--- Task A ---
In the records, write out word for word the part that opens with the line containing "ear, one point per instance" and closes with the last line of the records.

--- Document segment ---

Printing the sampler’s progress

You might want to monitor the progress of the sampler in your terminal while it runs. There are several modules out there that can help you make shiny progress bars (e.g., are progressbar and clint), but it’s straightforward to implement a simple progress counter yourself.

The solution here is very similar to the incremental saving snippet. For example, to display the current percentage:

nsteps = 5000
for i, result in enumerate(sampler.sample(p0, iterations=nsteps)):
    if (i+1) % 100 == 0:
        print("{0:5.1%}".format(float(i) / nsteps))

Or, to display a rudimentary progress bar that updates iteself on a single line:

import sys

nsteps = 5000
width = 30
for i, result in enumerate(sampler.sample(p0, iterations=nsteps)):
    n = int((width+1) * float(i) / nsteps)
    sys.stdout.write("\r[{0}{1}]".format('#' * n, ' ' * (width - n)))
sys.stdout.write("\n")

Multiprocessing

In principle, running emcee in parallel is as simple instantiating an EnsembleSampler object with the threads argument set to an integer greater than 1:

sampler = emcee.EnsembleSampler(nwalkers, ndim, lnpostfn, threads=15)

In practice, the parallelization is implemented using the built in Python multiprocessing module. With this comes a few constraints. In particular, both lnpostfn and args must be pickleable. The exceptions thrown while using multiprocessing can be quite cryptic and even though we’ve tried to make this feature as user-friendly as possible, it can sometimes cause some headaches. One useful debugging tactic is to try running with 1 thread if your processes start to crash. This will generally provide much more illuminating error messages than in the parallel case. Note that the parallelized EnsembleSampler object is not pickleable. Therefore, if it (or an object that contains it) is passed to lnpostfn when multiprocessing is turned on, the code will fail.

---

--- Task B ---
Give the text on sampler progress and multiprocessing again, word for word.

--- Data shown ---

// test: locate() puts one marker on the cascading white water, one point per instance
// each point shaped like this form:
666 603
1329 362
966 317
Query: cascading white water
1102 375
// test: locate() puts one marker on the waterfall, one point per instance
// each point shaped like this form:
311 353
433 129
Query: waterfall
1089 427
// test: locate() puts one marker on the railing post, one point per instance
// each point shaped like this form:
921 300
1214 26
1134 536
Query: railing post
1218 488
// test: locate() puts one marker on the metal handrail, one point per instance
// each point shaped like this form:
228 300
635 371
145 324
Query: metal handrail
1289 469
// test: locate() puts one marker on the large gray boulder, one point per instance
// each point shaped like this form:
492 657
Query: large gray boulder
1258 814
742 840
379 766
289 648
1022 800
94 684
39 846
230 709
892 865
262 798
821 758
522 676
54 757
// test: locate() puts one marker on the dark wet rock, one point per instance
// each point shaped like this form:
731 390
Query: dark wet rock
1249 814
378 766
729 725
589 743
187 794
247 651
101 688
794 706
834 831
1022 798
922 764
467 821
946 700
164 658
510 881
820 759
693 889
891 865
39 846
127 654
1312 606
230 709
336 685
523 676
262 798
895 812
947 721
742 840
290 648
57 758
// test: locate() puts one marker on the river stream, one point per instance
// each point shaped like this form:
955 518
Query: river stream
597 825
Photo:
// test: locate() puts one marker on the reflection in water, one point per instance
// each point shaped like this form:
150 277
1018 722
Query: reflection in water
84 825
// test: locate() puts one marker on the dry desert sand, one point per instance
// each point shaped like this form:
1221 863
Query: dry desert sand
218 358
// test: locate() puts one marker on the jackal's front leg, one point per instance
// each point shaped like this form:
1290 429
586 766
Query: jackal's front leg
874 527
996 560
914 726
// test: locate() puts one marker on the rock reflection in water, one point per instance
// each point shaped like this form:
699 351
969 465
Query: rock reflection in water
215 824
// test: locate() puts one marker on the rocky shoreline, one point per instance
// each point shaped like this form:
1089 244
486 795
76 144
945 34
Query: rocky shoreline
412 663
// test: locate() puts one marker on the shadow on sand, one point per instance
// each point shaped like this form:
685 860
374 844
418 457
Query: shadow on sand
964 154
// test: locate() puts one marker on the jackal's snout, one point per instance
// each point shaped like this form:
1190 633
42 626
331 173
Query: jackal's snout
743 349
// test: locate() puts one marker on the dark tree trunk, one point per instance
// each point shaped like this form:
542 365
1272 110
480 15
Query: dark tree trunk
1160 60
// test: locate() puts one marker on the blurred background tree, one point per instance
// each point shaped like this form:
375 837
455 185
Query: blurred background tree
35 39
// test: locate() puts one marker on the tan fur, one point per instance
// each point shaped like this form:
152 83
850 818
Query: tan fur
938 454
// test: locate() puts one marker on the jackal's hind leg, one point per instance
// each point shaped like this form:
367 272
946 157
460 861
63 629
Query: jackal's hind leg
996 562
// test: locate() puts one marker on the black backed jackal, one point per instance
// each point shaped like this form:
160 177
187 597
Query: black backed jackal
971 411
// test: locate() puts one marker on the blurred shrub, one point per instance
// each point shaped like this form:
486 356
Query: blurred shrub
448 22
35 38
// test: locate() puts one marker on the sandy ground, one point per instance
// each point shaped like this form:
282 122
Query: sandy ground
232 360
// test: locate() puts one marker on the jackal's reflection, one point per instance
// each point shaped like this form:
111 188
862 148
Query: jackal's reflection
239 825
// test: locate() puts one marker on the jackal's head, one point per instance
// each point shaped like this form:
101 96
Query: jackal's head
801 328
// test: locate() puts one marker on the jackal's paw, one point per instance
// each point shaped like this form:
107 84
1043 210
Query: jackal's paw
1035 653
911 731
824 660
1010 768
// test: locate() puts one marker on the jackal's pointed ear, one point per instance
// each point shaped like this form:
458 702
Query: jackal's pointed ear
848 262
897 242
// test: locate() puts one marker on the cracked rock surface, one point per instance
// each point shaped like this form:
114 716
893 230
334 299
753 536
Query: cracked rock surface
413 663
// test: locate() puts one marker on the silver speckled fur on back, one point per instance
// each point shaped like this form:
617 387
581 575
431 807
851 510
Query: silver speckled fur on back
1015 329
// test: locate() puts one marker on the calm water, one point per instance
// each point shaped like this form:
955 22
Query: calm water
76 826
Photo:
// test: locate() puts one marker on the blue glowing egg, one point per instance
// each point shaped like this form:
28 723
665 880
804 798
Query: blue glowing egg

---

--- Written response A ---
// test: locate() puts one marker on the jackal's pointed ear, one point per instance
// each point shaped like this form:
458 702
Query: jackal's pointed ear
848 262
897 242
// test: locate() puts one marker on the cracked rock surface, one point per instance
// each point shaped like this form:
114 716
893 230
334 299
753 536
Query: cracked rock surface
413 663
// test: locate() puts one marker on the silver speckled fur on back, one point per instance
// each point shaped like this form:
617 387
581 575
431 807
851 510
Query: silver speckled fur on back
1015 329
// test: locate() puts one marker on the calm water, one point per instance
// each point shaped like this form:
955 22
Query: calm water
76 826
Photo:
// test: locate() puts one marker on the blue glowing egg, one point per instance
// each point shaped like this form:
28 723
665 880
804 798
Query: blue glowing egg

--- Written response B ---
Printing the sampler’s progress

You might want to monitor the progress of the sampler in your terminal while it runs. There are several modules out there that can help you make shiny progress bars (e.g., are progressbar and clint), but it’s straightforward to implement a simple progress counter yourself.

The solution here is very similar to the incremental saving snippet. For example, to display the current percentage:

nsteps = 5000
for i, result in enumerate(sampler.sample(p0, iterations=nsteps)):
    if (i+1) % 100 == 0:
        print("{0:5.1%}".format(float(i) / nsteps))

Or, to display a rudimentary progress bar that updates iteself on a single line:

import sys

nsteps = 5000
width = 30
for i, result in enumerate(sampler.sample(p0, iterations=nsteps)):
    n = int((width+1) * float(i) / nsteps)
    sys.stdout.write("\r[{0}{1}]".format('#' * n, ' ' * (width - n)))
sys.stdout.write("\n")

Multiprocessing

In principle, running emcee in parallel is as simple instantiating an EnsembleSampler object with the threads argument set to an integer greater than 1:

sampler = emcee.EnsembleSampler(nwalkers, ndim, lnpostfn, threads=15)

In practice, the parallelization is implemented using the built in Python multiprocessing module. With this comes a few constraints. In particular, both lnpostfn and args must be pickleable. The exceptions thrown while using multiprocessing can be quite cryptic and even though we’ve tried to make this feature as user-friendly as possible, it can sometimes cause some headaches. One useful debugging tactic is to try running with 1 thread if your processes start to crash. This will generally provide much more illuminating error messages than in the parallel case. Note that the parallelized EnsembleSampler object is not pickleable. Therefore, if it (or an object that contains it) is passed to lnpostfn when multiprocessing is turned on, the code will fail.